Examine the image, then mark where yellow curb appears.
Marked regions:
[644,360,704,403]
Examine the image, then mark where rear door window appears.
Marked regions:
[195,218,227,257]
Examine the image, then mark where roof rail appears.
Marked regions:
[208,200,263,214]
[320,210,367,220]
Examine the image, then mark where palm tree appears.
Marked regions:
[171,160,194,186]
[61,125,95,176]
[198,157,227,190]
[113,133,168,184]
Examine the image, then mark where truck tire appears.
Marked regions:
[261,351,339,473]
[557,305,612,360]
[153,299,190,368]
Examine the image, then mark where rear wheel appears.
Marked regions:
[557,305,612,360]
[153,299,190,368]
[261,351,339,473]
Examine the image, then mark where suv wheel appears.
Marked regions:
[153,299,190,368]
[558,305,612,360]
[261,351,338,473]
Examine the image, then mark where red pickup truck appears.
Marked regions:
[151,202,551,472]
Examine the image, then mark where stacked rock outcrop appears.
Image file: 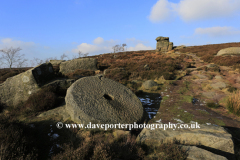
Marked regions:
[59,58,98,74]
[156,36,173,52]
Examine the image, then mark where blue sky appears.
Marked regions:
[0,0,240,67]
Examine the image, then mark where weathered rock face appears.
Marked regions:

_ _ _ _

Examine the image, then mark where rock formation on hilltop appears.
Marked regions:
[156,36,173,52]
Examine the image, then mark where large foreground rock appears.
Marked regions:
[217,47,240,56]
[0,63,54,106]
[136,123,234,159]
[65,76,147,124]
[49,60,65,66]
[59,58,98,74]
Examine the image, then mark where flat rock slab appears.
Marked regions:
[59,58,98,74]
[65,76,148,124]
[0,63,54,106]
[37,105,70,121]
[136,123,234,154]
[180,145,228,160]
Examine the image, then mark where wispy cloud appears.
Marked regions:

_ _ _ _

Reproduce without any change the lines beginning with the one that contains "Examine the image, then mark where rear door" and ending with the one that contains "[113,133,168,184]", both of those included.

Examine the image, then mark where rear door window appears.
Marked regions:
[195,218,227,257]
Examine the image, then mark where roof rail appears.
Marked regions:
[208,200,263,214]
[320,210,367,220]
Examine the image, then mark where palm tree appears.
Marked regions:
[171,160,194,186]
[61,125,95,176]
[198,157,227,190]
[113,133,168,184]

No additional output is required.